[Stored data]
---+---
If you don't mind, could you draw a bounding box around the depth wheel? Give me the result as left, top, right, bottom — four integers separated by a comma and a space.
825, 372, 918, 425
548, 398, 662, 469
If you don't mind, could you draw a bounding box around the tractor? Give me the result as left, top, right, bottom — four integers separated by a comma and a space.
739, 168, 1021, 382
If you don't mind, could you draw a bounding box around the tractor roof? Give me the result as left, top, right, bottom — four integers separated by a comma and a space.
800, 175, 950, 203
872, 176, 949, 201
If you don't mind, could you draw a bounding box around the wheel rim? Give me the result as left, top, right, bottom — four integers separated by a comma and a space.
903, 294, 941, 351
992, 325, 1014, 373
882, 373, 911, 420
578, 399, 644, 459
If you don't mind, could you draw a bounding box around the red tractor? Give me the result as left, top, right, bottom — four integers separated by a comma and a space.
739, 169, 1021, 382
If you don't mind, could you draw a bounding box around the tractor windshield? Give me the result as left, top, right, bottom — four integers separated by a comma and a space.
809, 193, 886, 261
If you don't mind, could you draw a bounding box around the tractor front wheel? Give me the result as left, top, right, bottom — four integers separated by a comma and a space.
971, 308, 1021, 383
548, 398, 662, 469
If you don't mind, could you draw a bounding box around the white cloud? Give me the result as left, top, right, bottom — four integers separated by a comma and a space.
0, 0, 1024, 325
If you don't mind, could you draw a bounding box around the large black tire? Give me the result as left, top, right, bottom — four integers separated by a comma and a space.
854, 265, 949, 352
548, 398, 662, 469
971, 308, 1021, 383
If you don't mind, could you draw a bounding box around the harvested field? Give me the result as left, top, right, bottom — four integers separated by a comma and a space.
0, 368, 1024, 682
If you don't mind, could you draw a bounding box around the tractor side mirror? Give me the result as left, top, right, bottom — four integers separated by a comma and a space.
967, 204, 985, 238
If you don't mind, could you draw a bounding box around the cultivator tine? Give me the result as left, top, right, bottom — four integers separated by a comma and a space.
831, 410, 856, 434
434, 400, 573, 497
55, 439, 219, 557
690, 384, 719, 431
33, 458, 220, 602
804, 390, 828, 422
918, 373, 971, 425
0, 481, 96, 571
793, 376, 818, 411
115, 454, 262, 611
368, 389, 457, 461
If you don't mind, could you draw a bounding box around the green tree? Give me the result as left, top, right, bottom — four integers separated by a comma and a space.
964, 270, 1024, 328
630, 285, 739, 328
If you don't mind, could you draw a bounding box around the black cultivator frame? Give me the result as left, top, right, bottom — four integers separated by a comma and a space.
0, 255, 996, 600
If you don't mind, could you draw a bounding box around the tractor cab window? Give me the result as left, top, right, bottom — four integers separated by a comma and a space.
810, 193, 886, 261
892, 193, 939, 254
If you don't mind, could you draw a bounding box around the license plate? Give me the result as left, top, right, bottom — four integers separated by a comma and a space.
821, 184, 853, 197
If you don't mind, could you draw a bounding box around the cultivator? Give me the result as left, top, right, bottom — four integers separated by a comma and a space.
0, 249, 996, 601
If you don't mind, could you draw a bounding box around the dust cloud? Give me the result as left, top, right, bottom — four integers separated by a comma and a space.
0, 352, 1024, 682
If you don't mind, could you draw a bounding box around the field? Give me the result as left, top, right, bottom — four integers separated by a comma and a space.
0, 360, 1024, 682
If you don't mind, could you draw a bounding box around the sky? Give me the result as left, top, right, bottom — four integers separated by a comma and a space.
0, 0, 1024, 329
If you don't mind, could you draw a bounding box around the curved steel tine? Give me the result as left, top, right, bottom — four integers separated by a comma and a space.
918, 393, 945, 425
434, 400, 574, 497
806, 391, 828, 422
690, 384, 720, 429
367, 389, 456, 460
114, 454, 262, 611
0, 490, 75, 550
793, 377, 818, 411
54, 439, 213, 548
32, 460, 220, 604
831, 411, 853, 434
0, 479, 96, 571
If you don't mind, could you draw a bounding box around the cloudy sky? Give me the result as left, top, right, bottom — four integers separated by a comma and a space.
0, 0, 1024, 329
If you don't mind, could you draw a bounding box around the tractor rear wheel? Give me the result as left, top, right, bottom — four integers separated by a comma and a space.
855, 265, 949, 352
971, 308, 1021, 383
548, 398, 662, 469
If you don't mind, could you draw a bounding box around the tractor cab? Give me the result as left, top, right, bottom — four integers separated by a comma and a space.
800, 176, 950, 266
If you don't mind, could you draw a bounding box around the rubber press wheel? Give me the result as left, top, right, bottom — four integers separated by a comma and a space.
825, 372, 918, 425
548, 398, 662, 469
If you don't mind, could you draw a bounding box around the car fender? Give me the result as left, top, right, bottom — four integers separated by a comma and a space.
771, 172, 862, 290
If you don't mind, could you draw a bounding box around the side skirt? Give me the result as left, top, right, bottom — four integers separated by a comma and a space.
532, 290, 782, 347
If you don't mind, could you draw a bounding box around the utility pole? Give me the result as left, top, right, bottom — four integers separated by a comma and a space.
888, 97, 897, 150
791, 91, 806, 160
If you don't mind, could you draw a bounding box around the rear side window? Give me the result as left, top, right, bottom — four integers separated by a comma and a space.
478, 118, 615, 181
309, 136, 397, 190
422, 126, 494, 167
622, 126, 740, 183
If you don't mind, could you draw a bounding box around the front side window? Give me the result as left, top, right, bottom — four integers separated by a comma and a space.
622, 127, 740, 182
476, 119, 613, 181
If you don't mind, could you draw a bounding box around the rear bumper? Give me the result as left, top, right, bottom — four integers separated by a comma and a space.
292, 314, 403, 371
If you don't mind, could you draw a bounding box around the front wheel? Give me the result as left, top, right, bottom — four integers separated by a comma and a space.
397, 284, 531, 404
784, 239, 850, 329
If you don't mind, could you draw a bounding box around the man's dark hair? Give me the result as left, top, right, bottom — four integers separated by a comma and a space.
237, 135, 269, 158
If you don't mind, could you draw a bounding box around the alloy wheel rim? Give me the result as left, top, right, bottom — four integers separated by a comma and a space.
---+---
■ **GOAL**
Could you put every line of the stored data above into a JSON list of strings, with one string per line and any blank lines left out?

■ **EXERCISE RESULT**
[
  "If you don't mind, could you draw a bounding box around the depth wheel? Give me the result as left, top, right, bottom — four integers separated by a comma and a space.",
  "825, 372, 918, 425",
  "548, 398, 662, 469",
  "If you don't mind, could you draw a bounding box around the tractor? Give me the result as left, top, right, bottom — four integers separated by a comma and a space.",
  "739, 168, 1021, 382",
  "If you don't mind, could you draw a bounding box around the tractor roof? Give me the result as left, top, right, bottom — four integers separated by a comma and a space.",
  "800, 175, 950, 203",
  "872, 176, 949, 201",
  "If you don't mind, could you draw a bounding box around the wheel rim? Give me the result as left, top, right, bottom — four integers separated by a comma and a space.",
  "903, 294, 941, 351",
  "992, 325, 1014, 373",
  "882, 373, 911, 420",
  "578, 399, 644, 459",
  "If you don't mind, could you draw a bounding box around the red tractor? Give me the result as left, top, right, bottom — four integers separated by a comma and a space.",
  "739, 169, 1021, 382",
  "If you don't mind, could you draw a bounding box around the tractor windshield? Give me the result as left, top, right, bottom — four integers separated by a comma and a space.",
  "809, 193, 886, 261",
  "If you don't mind, could you draw a bounding box around the tractor front wheel? Give me the result as left, top, right, bottom — four integers separated by a comma and a space.",
  "971, 308, 1021, 383",
  "548, 398, 662, 469",
  "If you don't mind, could you draw a bounding box around the white cloud? Give me the result as left, top, right, bottom — four integers separated by a comma and a space.",
  "0, 0, 1024, 325",
  "If you don't mind, could you draw a bounding box around the large black tire? Give me the result as left, top, right, bottom — four integers separated by a comma and a space.",
  "854, 265, 949, 352",
  "548, 398, 662, 469",
  "971, 308, 1021, 383",
  "If you don't mind, could you draw a bounding box around the harvested field? Give me the result as left, top, right, bottom — four integers separated by a comma and a space.",
  "0, 368, 1024, 682",
  "If you don't mind, could you draw a bounding box around the tractor side mirror? Give me the result as left, top, right, bottom — four integers separated by a comma and a space.",
  "967, 204, 985, 238",
  "If you don't mind, could you draw a bounding box around the cultivator tine? Give me the result as left, top, right, bottom — four integers separated by a comma and a space.",
  "831, 410, 856, 434",
  "434, 400, 573, 497",
  "55, 439, 219, 557",
  "690, 384, 719, 431",
  "33, 458, 220, 602",
  "804, 390, 828, 422",
  "918, 373, 971, 425",
  "0, 481, 96, 571",
  "793, 376, 818, 411",
  "115, 454, 262, 611",
  "368, 389, 457, 461",
  "If you don't mind, could you draw a bounding box around the green tree? Give me the result as left, top, right, bottom — four integers separated by a comma and a space.",
  "964, 270, 1024, 328",
  "630, 285, 739, 328",
  "If you don't mind, could you draw a bounding box around the black cultivator frame? Give me the result as left, top, right, bottom — four integers separated by a comma and a space.",
  "0, 255, 996, 600",
  "If you don't mind, could you draw a bounding box around the tractor cab window? Give me the result as left, top, right, bottom — four integers separated by a comma and a space.",
  "810, 193, 886, 261",
  "892, 193, 939, 254",
  "If you don't mind, could you draw a bounding box around the license plate? Give me the result as left, top, right, bottom — four integers separated by a comma and a space.",
  "821, 184, 853, 197",
  "If you don't mind, could you draw a bounding box around the cultivator? Give me the result as left, top, right, bottom — four integers separated by a comma and a space.",
  "0, 249, 996, 601",
  "If you don't mind, could you draw a bounding box around the dust cloud? Give me the result as left, top, right, bottom — four integers separated by a comma and a space.",
  "0, 352, 1024, 682",
  "If you don't mind, could you draw a bounding box around the field? Give me the result as left, top, right, bottom — four integers separated by a comma and a space.",
  "0, 360, 1024, 682",
  "If you don't mind, could you draw a bounding box around the sky? Give me the result as left, top, right, bottom — four integers separated by a comma and a space.",
  "0, 0, 1024, 329",
  "If you don't mind, could you draw a bounding box around the curved steel tine? Give me the result as left, top, right, bottom — four integers separated by a comma and a space.",
  "918, 393, 945, 425",
  "434, 400, 574, 497",
  "806, 391, 828, 422",
  "690, 384, 720, 429",
  "367, 389, 456, 460",
  "114, 454, 262, 611",
  "0, 490, 75, 550",
  "793, 377, 818, 411",
  "54, 439, 213, 548",
  "32, 460, 220, 604",
  "831, 411, 853, 434",
  "0, 479, 96, 571",
  "If you don't mind, could you draw a bounding box around the cloudy sky? Give me the result as left, top, right, bottom — four integers separated by a comma and a space.",
  "0, 0, 1024, 329",
  "If you don't mind, could you draw a bounding box around the tractor rear wheel? Give me the result as left, top, right, bottom — four integers separated by a comma and a space.",
  "855, 265, 949, 352",
  "971, 308, 1021, 383",
  "548, 398, 662, 469",
  "If you don't mind, could you draw a bounding box around the tractor cab? Give me the result as left, top, right, bottom — four integers separated by a comma and a space.",
  "800, 176, 950, 266",
  "If you don't mind, could you draw a bounding box around the rubber press wheel? Give me the result as left, top, right, bottom — four integers separated by a comma and a space.",
  "825, 372, 918, 425",
  "548, 398, 662, 469",
  "If you don't mind, could you draw a bounding box around the car fender? Give me the result as left, top, right, bottom — four integers separated by a comma and a space.",
  "771, 172, 862, 290",
  "If you don't mind, could you draw a bounding box around the side skirt? Give me the result as left, top, right, bottom — four integers separated by a comma and a space.",
  "532, 290, 782, 347",
  "If you don't mind, could you draw a bounding box around the utility pole? Give me the result as left, top, right, bottom — four integers separated by a comma and a space.",
  "888, 97, 897, 150",
  "791, 91, 806, 160",
  "If you don't mind, could you draw a bounding box around the rear side window? Give me the result as left, top, right, bottom — four integers separated by a comma and a space.",
  "478, 118, 615, 181",
  "309, 136, 397, 190",
  "422, 126, 494, 167",
  "622, 126, 740, 183",
  "If you don't mind, could you draw a bounding box around the front side window? Give me the result as left, top, right, bottom — four integers separated by a comma and a space.",
  "622, 127, 740, 182",
  "476, 119, 613, 181",
  "If you don't mind, could you draw a bounding box around the rear bumper? Give me the result as left, top, right, bottom — four integers separated by a comma and a space.",
  "292, 314, 403, 371",
  "If you don't mind, could you draw a bounding box around the front wheel? Give me the result as left, top, right, bottom — four integers separated by a comma and a space.",
  "397, 284, 531, 404",
  "784, 239, 850, 329",
  "If you don't mind, could you draw a bounding box around the man's dark hair? Give me the result as left, top, right, bottom — four integers separated by a comma and a space.",
  "237, 135, 269, 158",
  "If you don't mind, could you draw a bounding box around the alloy wheel rim? Give me the result as left, top, right, bottom — four integers separated by a comma and a space."
]